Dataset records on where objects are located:

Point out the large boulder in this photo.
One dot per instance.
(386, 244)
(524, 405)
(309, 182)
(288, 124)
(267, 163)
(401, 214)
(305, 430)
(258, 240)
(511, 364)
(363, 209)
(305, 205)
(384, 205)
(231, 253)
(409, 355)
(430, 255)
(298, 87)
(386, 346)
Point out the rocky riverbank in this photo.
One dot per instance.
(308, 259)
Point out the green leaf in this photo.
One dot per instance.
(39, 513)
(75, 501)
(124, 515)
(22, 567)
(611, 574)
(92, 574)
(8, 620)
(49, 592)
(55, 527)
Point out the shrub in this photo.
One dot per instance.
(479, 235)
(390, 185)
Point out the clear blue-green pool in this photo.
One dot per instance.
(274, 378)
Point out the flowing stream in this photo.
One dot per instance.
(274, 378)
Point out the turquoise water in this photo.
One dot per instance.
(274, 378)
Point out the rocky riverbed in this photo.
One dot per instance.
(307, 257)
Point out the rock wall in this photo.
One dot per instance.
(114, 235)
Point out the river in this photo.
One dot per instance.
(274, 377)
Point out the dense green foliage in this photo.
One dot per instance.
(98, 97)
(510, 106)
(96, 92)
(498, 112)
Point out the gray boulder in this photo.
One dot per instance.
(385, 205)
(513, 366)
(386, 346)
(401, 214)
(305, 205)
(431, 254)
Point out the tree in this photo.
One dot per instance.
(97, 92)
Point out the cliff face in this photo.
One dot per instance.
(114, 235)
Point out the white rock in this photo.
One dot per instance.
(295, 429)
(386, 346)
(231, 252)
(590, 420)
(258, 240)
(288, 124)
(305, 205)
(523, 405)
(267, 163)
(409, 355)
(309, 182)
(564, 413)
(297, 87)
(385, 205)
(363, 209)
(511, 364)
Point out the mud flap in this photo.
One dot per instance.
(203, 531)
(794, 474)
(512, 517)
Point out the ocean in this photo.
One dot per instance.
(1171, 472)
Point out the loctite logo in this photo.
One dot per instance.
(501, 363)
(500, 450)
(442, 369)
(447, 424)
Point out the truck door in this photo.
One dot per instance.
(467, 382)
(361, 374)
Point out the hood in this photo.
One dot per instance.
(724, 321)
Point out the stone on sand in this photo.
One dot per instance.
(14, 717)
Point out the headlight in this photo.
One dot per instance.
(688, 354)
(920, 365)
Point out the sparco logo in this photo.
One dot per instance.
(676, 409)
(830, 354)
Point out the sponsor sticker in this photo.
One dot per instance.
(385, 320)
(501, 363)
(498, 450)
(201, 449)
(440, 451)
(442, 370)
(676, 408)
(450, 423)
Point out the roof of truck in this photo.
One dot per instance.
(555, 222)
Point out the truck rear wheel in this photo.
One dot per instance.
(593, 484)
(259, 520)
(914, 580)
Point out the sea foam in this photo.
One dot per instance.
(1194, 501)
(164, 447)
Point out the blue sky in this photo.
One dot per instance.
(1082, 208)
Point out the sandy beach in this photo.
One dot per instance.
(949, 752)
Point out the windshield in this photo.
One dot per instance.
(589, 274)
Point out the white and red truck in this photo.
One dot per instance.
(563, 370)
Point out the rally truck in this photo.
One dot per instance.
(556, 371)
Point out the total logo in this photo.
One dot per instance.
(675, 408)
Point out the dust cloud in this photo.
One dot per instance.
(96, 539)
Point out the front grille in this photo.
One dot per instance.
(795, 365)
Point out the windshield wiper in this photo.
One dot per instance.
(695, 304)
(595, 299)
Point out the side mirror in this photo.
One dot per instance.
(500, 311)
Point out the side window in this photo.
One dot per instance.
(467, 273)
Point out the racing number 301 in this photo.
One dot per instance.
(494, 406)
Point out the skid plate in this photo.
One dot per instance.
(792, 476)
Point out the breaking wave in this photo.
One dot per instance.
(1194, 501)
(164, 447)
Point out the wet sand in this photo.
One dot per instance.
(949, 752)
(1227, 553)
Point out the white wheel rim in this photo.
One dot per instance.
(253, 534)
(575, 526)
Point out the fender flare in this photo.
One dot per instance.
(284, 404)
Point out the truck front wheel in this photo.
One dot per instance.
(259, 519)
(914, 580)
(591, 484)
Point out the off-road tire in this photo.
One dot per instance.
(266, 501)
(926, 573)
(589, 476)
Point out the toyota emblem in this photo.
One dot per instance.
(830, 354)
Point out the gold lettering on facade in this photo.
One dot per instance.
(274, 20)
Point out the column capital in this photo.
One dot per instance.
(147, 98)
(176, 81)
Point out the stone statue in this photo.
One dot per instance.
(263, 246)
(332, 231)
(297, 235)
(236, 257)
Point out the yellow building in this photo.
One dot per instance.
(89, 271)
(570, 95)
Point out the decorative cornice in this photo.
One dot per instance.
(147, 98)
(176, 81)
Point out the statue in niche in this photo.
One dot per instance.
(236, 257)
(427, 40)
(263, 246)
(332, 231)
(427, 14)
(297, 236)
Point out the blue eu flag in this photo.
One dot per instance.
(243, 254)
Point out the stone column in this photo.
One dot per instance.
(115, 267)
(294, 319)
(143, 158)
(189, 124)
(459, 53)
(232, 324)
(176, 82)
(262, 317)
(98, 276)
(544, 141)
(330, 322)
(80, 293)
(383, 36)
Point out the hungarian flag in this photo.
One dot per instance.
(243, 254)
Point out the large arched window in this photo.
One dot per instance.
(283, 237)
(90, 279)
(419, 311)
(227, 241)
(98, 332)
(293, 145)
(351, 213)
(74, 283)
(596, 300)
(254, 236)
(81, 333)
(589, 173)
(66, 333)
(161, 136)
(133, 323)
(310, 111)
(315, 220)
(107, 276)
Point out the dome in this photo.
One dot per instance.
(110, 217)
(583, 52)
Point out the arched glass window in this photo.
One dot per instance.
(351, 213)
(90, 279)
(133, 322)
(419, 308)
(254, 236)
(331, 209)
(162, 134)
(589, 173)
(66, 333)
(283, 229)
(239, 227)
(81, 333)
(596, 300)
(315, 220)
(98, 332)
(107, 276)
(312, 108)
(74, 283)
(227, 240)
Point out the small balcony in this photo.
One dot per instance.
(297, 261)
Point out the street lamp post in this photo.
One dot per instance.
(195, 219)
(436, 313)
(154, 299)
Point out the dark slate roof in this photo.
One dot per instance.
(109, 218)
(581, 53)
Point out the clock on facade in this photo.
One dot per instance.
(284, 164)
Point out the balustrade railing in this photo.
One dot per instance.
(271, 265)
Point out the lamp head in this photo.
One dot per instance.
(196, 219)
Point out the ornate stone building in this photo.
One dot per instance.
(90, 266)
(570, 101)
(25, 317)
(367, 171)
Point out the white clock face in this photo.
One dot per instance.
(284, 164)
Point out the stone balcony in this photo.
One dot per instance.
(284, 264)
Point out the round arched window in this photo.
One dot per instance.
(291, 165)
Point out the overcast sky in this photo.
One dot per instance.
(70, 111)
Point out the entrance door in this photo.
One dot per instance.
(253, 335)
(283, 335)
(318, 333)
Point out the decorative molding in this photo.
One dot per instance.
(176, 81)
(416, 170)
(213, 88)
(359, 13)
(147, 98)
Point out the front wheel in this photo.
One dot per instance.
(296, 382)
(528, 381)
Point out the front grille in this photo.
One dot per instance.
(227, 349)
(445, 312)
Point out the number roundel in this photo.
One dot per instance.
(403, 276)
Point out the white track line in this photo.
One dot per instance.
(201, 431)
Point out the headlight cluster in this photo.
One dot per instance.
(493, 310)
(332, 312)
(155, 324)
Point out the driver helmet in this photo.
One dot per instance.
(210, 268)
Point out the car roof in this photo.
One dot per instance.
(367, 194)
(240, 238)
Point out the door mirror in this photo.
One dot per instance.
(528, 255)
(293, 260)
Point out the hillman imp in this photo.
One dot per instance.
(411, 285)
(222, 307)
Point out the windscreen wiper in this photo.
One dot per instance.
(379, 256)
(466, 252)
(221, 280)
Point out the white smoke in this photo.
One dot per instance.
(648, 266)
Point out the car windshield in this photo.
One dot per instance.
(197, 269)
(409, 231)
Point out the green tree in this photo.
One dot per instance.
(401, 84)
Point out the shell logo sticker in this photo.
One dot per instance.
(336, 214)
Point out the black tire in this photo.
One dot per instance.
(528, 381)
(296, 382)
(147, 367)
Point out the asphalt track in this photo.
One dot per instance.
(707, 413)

**What is expected**: Could you recast the records as a Markdown table with the columns Row and Line, starting at the line that contains "Point out the black tire in this photo." and ending at the last line of the records? Give each non-blank line its own row, numbered in order.

**Exercise result**:
| Row | Line |
|---|---|
| 1 | Point out the black tire in this photo. |
| 2 | One dot per instance. |
| 3 | (528, 381) |
| 4 | (296, 382) |
| 5 | (147, 367) |
| 6 | Point out the asphalt track in this photo. |
| 7 | One dot per instance. |
| 8 | (707, 413) |